EP by Porter
- Released: November 11, 2004
- Genre: Indie rock; alternative rock;
- Length: 27:55
- Label: 3er Piso
- Producer: Alex Pérez; Porter;

Porter chronology
|  | Donde los Ponys Pastan (2004) | Atemahawke (2007) |

Alternate cover
- Cover of 2007 Re-release

= Donde los ponys pastan =

Donde los Ponys Pastan (Where Ponies Graze) is the debut EP of the Mexican indie band Porter. Their first single, "Espiral", received extensive airplay on Mexican radio stations and on Mexican music television.

The album was re-released in late 2007 with a bonus live version of "Espiral" as track 8.

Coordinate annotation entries
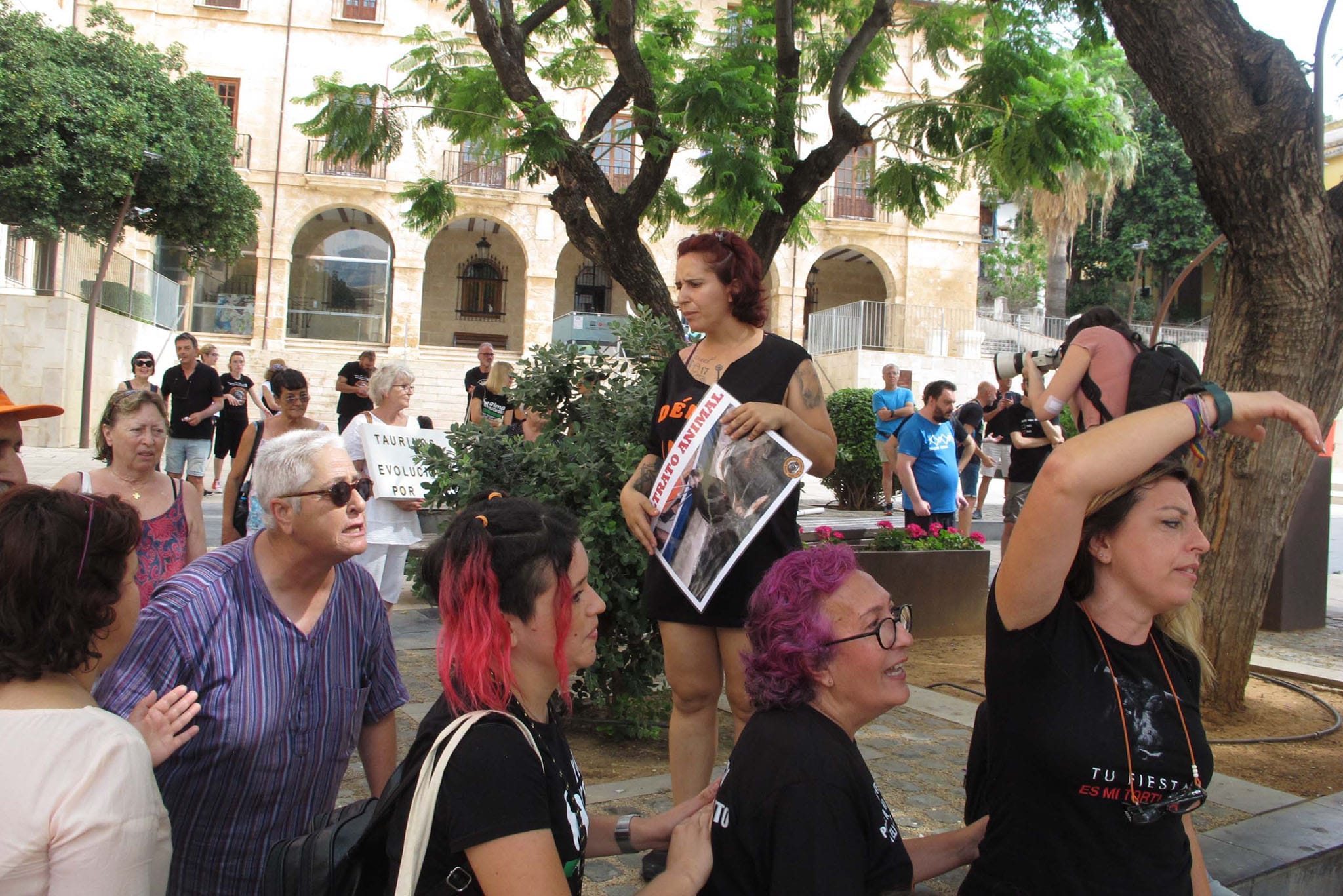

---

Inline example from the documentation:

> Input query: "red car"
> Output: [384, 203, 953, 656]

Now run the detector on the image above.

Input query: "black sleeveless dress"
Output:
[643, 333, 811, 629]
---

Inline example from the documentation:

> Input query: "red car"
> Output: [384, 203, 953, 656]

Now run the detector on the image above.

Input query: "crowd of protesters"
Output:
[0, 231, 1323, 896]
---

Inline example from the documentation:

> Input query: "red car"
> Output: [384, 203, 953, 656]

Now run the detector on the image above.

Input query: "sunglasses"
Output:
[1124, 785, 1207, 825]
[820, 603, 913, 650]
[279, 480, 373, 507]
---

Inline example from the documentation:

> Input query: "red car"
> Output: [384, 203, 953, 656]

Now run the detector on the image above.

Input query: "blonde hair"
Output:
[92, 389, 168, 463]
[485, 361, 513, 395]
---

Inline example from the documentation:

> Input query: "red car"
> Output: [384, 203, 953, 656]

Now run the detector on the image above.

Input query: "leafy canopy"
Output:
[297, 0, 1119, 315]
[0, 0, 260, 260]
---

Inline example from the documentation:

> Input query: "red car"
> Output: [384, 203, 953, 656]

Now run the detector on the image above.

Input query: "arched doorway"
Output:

__What is asked__. Rewrite the part of the EP page starting with "Alternate cover" and going on through "Mexican music television.", substituting "first EP" for "debut EP". These entries have no connection to the page about the EP.

__Reply__.
Alternate cover
- Cover of 2007 Re-release

= Donde los ponys pastan =

Donde los Ponys Pastan (Where Ponies Graze) is the first EP of the Mexican indie band Porter. Their first single, "Espiral", received extensive airplay on Mexican radio stations and on Mexican music television.